Selected text Block Start

The Bornhuetter-Ferguson using premiums and incurred loss method is similar to the Bornhuetter-Ferguson using premiums and paid loss method except that it uses case incurred losses. The use of case incurred losses instead of paid losses can result in development patterns that are less variable than paid patterns. However, the inclusion of case reserves can lead to distortions if changes in case reserving have taken place, and the method requires analysis of all the factors that need to be reviewed for the loss ratio and incurred development methods

The average loss method multiplies a projected number of ultimate claims by an estimated ultimate average loss for each accident year to produce ultimate loss estimates. Since projections of the ultimate number of claims are often less variable than projections of ultimate loss, this method can provide more reliable results for products where loss development patterns are inconsistent or too variable to be relied on exclusively. In addition, this method can more directly account for changes in coverage that impact the number and size of claims. However, this method can be difficult to apply to situations where very large claims or a substantial number of unusual claims result in volatile average claim sizes. Projecting the ultimate number of claims requires analysis of several factors including the rate at which policyholders report claims to the Company, the impact of judicial decisions, the impact of underwriting changes, and other factors. Estimating the ultimate average loss requires analysis of the impact of large losses and claim cost trend based on changes in the cost of repairing or replacing property, changes in the cost of medical care, changes in the cost of wage replacement, judicial decisions, legislative changes, and other factors.

For other more complex products where the above methods may not produce reliable indications, the Company uses additional methods tailored to the characteristics of the specific situation. Such products include construction defect losses and asbestos, pollution, and mass tort (APMT).

Selected text Block End
Supplied records Block Start

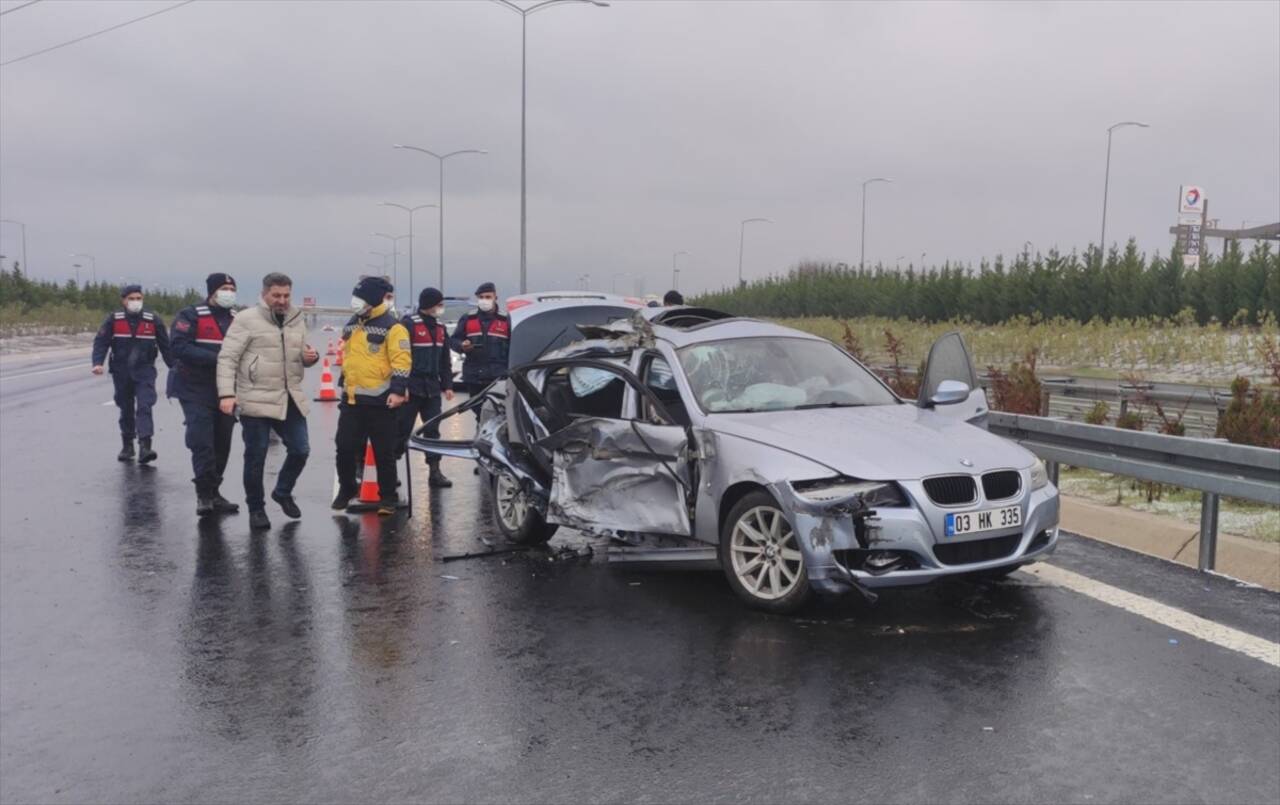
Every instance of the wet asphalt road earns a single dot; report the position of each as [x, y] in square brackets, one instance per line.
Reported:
[149, 658]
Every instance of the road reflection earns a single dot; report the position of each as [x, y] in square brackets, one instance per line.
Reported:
[250, 655]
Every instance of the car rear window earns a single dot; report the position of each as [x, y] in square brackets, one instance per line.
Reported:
[557, 328]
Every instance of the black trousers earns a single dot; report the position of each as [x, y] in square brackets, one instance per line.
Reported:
[135, 396]
[419, 405]
[209, 438]
[378, 425]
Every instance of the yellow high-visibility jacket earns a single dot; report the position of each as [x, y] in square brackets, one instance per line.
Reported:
[378, 358]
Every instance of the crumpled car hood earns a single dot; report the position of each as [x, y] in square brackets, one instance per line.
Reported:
[877, 442]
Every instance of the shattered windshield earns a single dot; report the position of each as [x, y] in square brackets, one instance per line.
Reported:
[777, 374]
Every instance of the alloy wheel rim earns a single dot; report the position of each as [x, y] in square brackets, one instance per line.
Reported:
[766, 554]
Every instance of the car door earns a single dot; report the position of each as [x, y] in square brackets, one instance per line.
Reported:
[950, 360]
[611, 470]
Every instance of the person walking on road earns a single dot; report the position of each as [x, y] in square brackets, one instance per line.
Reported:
[260, 370]
[483, 337]
[430, 378]
[374, 383]
[197, 338]
[133, 337]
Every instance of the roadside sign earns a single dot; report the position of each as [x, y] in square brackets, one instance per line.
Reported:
[1193, 239]
[1192, 201]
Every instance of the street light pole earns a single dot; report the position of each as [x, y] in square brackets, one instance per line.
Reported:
[384, 256]
[1106, 186]
[9, 220]
[862, 238]
[396, 251]
[92, 263]
[524, 41]
[411, 211]
[675, 271]
[440, 159]
[741, 242]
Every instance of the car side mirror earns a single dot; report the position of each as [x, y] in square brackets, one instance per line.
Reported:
[950, 392]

Supplied records Block End

Task instructions:
**1)** From the reserving methods text, print the part that opens with the words containing "For other more" and closes with "mass tort (APMT).".
**2)** Does the reserving methods text support each statement? Answer yes or no, and quote the deciding words. (a) The average loss method multiplies a projected number of ultimate claims by an estimated ultimate average loss for each accident year. (b) Using case incurred losses instead of paid losses can produce development patterns that are more variable than paid patterns. (c) Projecting the ultimate number of claims requires analysis of the impact of judicial decisions.

Your responses:
**1)**
For other more complex products where the above methods may not produce reliable indications, the Company uses additional methods tailored to the characteristics of the specific situation. Such products include construction defect losses and asbestos, pollution, and mass tort (APMT).

**2)**
(a) Yes: "The average loss method multiplies a projected number of ultimate claims by an estimated ultimate average loss for each accident year"
(b) No: "can result in development patterns that are less variable than paid patterns"
(c) Yes: "Projecting the ultimate number of claims requires analysis of several factors including the rate at which policyholders report claims to the Company, the impact of judicial decisions"